Text section:
* * *

Key Terms for this Unit: • axis/axes • coordinates • coordinate plane • coordinate system • first quadrant • horizontal • intersection of lines • line • ordered pairs • origin • point • rule • vertical • x-axis • x-coordinate • y-axis • y-coordinate
From Teaching Student-Centered Mathematics, page 186, Van de Walle & Lovin, 2006
Shapes exist in great variety. There are many different ways to describe the attributes of shapes. The more ways one can classify and discriminate shapes, the better one understands them. Shapes have properties that can be used when describing and analyzing them. Awareness of these properties helps us appreciate shapes in our world. Properties can be explored and analyzed in a variety of ways. An analysis of geometric properties leads to deductive reasoning in a geometric environment.
Week 27 Polygons
Week 27 Polygons
5.GSR.8 Examine properties of polygons and rectangular prisms, classify polygons by their properties, and discover volume of right rectangular prisms.
5.GSR.8.1 (Classify, compare and contrast polygons)
S1: I can explore, compare, and contrast polygons based on properties.
S2: I can use a variety of tools to measure angles and side lengths to make sense of the properties of polygons.
5.GSR.8.2 (Attributes of polygons and categories)
S1: I can use a variety of tools to measure angles and side lengths to make sense of the attributes of two dimensional figures.
S2: I can explain how attributes belonging to a category of two dimensional figures also belong to all subcategories of that category.
This standard calls for students to reason about the attributes (properties) of shapes. Students will have experiences discussing the property of shapes and reasoning.
Regular polygons have all their sides and angles congruent. Name or draw some regular polygons.
A trapezoid has at least 2 sides parallel so it must be a parallelogram. True or False?
NOTE - be sure you understand the inclusive definition of a trapezoid.
If the opposite sides on a figure are parallel and congruent, then the figure is a rectangle. True or false?
A parallelogram has 4 sides with both sets of opposite sides parallel. What types of quadrilaterals are parallelograms?
All rectangles have 4 right angles. Squares have 4 right angles, so they are also rectangles. True or False?
Week 28 and 29 Numerical Patterns
Week 28 and 29 Numerical Patterns
5.PAR.6 Solve relevant problems by creating and analyzing numerical patterns using the given rule(s).
5.PAR.6.1 Generate two numerical patterns using two given rules. Identify apparent relationships between corresponding terms by completing a table.
S1: I can generate two numerical patterns using two given rules.
S2: I can identify apparent relationships between corresponding terms by completing a table.

* * *

Raw data:
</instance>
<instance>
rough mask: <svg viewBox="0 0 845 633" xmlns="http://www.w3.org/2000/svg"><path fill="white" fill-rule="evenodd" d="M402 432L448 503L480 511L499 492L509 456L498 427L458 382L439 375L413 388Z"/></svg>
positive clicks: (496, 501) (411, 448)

* * *

What to work on:
[a] Answer these questions from the math unit text:
(i) What book and page does the text cite?
(ii) Which weeks cover Numerical Patterns?
(iii) What do regular polygons have congruent?
[b] Write out the part of the math unit text that opens with the words containing "5.PAR.6.1 Generate two" and closes with "can generate two numerical patterns using two given rules.".

Outputs in order:
[a]
(i) Teaching Student-Centered Mathematics, page 186, by Van de Walle & Lovin, 2006.
(ii) Weeks 28 and 29.
(iii) All their sides and angles.

[b]
5.PAR.6.1 Generate two numerical patterns using two given rules. Identify apparent relationships between corresponding terms by completing a table.
S1: I can generate two numerical patterns using two given rules.